• [Given text]:
Despite his dread of letter-writing, Lewis answered every letter from an “American lady” over a four-year period, with grace and forbearance. She kept up an aggressive conversation, responding to letters immediately. And he never faltered in responding, even through his own pain of Joy’s cancer. the correspondence ended just weeks before his death.
Indonesia Etc: Exploring the Improbable Nation by Elizabeth Pisani
I was looking for a book about Indonesia because several people I know and care about are considering moving there. I basically know very little about Indonesia except for the explosion of Krakatoa. Having been fascinated by volcanoes from a young age, I read Simon Winchester’s book Krakatoa: The Day the World Exploded: August 27, 1883. It actually isn’t easy to find books on Indonesia, even though it is the world’s fourth largest nation, but I am very glad I found this one. Elizabeth is part explorer, part cultural anthropologist, and part historical analyst. Her writing is vivid and engaging and in her explorations, each new island showcases her personal experience with new cultures. Along with her wanderings, the author fills us in on a lot of recent Indonesian history, social changes, and political policies. I now feel much better acquainted with this complex country of over 300 ethnic groups spread across 13,500 islands.
Call me American by Abdi Iftar
Abdi’s life story growing up in war-torn Somalia really grabbed my heart. His vivid memories of desperate times of starvation and violence are balanced by his engaging sense of humor and his passion for all things American. Learning English from movies such as The Terminator eventually opened doors for him, but even as a refugee in Kenya, he only was able to come to America by winning a lottery. His experience in America among Somali refugees who only want to return to Somalia is also eye opening. This book is a great way to understand what so many around the world are experiencing.

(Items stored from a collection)
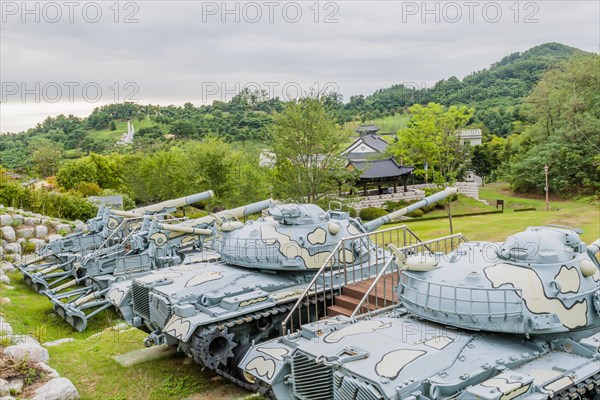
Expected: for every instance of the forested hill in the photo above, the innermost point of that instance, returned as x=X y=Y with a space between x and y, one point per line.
x=495 y=93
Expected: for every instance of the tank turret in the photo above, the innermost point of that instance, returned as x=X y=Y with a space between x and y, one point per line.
x=533 y=300
x=539 y=281
x=299 y=237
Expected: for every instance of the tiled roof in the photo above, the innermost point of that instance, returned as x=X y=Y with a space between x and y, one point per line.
x=377 y=169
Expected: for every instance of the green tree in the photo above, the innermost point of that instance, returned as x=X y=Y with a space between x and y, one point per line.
x=432 y=138
x=45 y=156
x=72 y=173
x=307 y=143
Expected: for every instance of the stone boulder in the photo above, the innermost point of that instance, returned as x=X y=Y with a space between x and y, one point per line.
x=12 y=248
x=8 y=233
x=41 y=231
x=39 y=243
x=25 y=233
x=5 y=328
x=7 y=267
x=54 y=236
x=14 y=386
x=50 y=372
x=31 y=221
x=5 y=219
x=63 y=228
x=57 y=389
x=31 y=351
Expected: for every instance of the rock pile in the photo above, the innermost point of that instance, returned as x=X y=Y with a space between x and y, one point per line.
x=25 y=349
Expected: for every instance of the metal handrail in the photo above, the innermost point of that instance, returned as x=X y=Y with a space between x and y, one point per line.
x=312 y=282
x=385 y=267
x=321 y=272
x=432 y=241
x=393 y=257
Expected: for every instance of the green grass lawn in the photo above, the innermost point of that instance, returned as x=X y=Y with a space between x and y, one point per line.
x=495 y=227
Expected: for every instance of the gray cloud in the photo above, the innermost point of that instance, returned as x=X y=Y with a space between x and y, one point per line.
x=170 y=54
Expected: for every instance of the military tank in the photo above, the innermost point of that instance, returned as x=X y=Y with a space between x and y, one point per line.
x=214 y=311
x=518 y=319
x=154 y=245
x=53 y=263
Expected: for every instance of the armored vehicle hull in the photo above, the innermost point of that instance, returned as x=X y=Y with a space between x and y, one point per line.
x=54 y=262
x=215 y=311
x=463 y=330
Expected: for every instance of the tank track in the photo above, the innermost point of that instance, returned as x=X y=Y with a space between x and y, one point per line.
x=198 y=347
x=588 y=389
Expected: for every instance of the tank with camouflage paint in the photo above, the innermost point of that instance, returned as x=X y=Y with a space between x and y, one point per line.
x=55 y=260
x=215 y=310
x=153 y=246
x=511 y=320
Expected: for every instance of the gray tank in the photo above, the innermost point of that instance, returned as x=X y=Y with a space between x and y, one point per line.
x=55 y=260
x=518 y=319
x=154 y=244
x=215 y=310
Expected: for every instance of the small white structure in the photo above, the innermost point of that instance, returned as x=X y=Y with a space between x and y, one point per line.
x=267 y=159
x=471 y=137
x=127 y=137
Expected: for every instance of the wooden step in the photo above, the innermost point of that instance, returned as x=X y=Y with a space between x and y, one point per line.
x=332 y=311
x=350 y=302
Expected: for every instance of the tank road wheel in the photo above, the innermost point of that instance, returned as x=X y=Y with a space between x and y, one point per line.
x=215 y=347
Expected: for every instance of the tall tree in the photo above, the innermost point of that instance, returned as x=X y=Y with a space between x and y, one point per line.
x=307 y=143
x=432 y=138
x=45 y=155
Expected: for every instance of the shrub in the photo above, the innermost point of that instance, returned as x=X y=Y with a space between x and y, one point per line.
x=371 y=213
x=416 y=213
x=61 y=205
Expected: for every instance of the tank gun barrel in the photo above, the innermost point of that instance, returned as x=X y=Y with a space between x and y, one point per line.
x=172 y=204
x=184 y=229
x=238 y=212
x=434 y=198
x=595 y=247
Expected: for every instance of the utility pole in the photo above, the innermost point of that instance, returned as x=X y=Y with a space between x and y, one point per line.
x=546 y=172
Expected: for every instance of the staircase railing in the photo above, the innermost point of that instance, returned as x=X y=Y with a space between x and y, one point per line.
x=436 y=247
x=354 y=259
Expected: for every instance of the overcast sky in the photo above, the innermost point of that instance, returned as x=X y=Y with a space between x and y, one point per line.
x=69 y=57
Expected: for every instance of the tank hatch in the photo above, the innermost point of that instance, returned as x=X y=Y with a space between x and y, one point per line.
x=541 y=245
x=298 y=214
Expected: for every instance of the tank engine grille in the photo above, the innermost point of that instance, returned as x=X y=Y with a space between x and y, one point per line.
x=160 y=309
x=312 y=380
x=141 y=305
x=349 y=388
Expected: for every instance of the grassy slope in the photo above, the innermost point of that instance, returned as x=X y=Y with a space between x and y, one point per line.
x=495 y=227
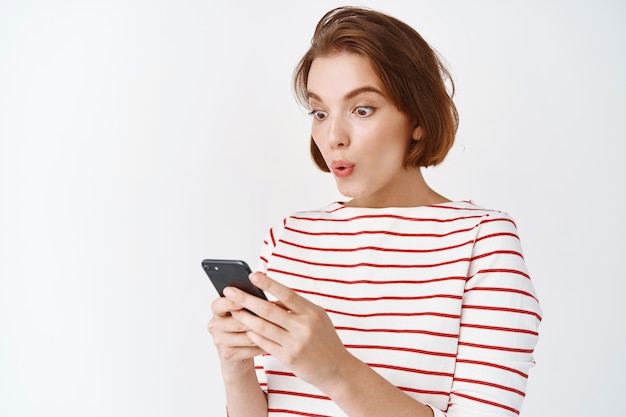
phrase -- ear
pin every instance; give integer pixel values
(418, 132)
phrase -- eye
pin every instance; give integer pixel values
(318, 114)
(363, 111)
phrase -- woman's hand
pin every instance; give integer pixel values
(235, 349)
(295, 331)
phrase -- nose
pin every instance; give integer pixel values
(338, 132)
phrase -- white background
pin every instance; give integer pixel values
(139, 137)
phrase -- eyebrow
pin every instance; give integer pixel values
(351, 94)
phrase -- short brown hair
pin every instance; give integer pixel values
(411, 72)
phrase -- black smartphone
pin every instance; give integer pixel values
(230, 273)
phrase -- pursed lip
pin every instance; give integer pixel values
(341, 168)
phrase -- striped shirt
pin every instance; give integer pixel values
(436, 299)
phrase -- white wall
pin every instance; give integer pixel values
(138, 137)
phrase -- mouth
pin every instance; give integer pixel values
(341, 168)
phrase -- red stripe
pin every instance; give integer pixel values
(403, 349)
(386, 216)
(297, 413)
(375, 248)
(367, 281)
(388, 297)
(272, 237)
(423, 391)
(378, 232)
(280, 373)
(493, 365)
(497, 252)
(299, 394)
(480, 400)
(510, 234)
(402, 331)
(499, 219)
(500, 348)
(397, 314)
(371, 265)
(491, 384)
(504, 310)
(504, 270)
(412, 370)
(498, 289)
(501, 329)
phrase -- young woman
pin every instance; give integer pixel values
(398, 301)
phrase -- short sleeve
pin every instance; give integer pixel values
(500, 317)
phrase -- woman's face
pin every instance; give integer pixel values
(361, 134)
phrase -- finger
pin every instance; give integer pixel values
(287, 298)
(261, 308)
(240, 353)
(226, 325)
(222, 306)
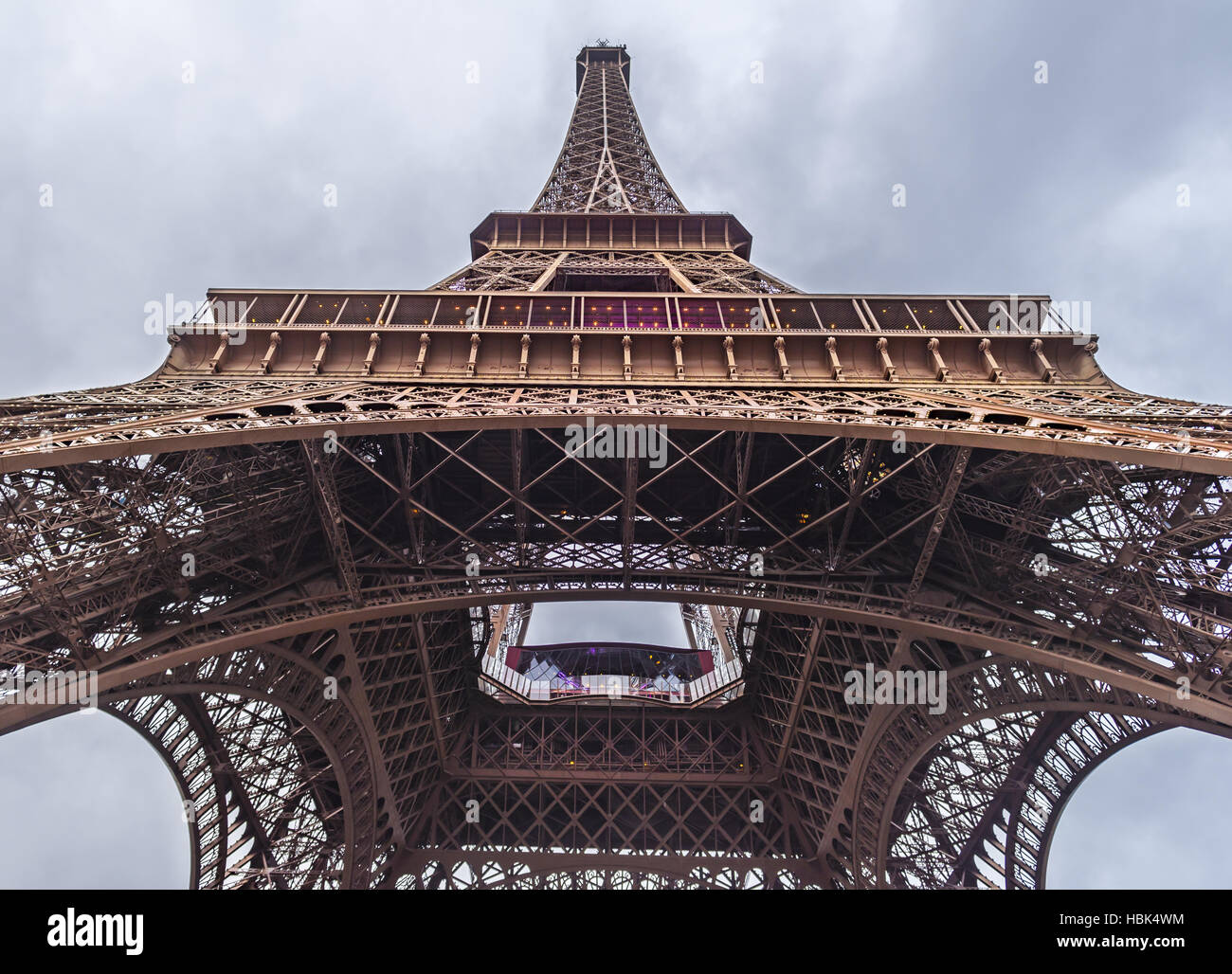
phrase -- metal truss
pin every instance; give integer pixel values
(291, 564)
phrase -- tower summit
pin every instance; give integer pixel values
(934, 566)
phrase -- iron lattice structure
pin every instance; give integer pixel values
(848, 480)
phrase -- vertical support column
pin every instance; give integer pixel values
(373, 341)
(994, 372)
(780, 346)
(424, 341)
(832, 349)
(730, 348)
(943, 373)
(320, 352)
(275, 341)
(888, 372)
(1050, 373)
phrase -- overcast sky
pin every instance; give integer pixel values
(188, 146)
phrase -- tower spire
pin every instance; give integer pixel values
(607, 163)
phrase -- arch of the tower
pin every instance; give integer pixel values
(344, 571)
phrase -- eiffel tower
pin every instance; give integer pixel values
(300, 559)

• [List of tasks]:
1) Condense the paragraph of the reviews that begins "I was looking for a book about Indonesia" into a bulleted list that keeps its main facts.
2) From the reviews, output the stretch from "Call me American" through "world are experiencing." without any changes.

• [Answers for the tasks]:
1)
- The reviewer wanted a book on Indonesia because several people they care about are considering moving there.
- Beyond the Krakatoa eruption, read about in Simon Winchester's *Krakatoa: The Day the World Exploded: August 27, 1883*, the reviewer knew little about the country.
- Books on Indonesia are hard to find, though it is the world's fourth largest nation.
- The author, Elizabeth Pisani, is part explorer, part cultural anthropologist and part historical analyst.
- Her writing is vivid and engaging, and each island she visits shows her personal experience with new cultures.
- She also covers recent Indonesian history, social changes and political policies.
- The reviewer now feels better acquainted with a country of over 300 ethnic groups across 13,500 islands.

2)
Call me American by Abdi Iftar
Abdi’s life story growing up in war-torn Somalia really grabbed my heart. His vivid memories of desperate times of starvation and violence are balanced by his engaging sense of humor and his passion for all things American. Learning English from movies such as The Terminator eventually opened doors for him, but even as a refugee in Kenya, he only was able to come to America by winning a lottery. His experience in America among Somali refugees who only want to return to Somalia is also eye opening. This book is a great way to understand what so many around the world are experiencing.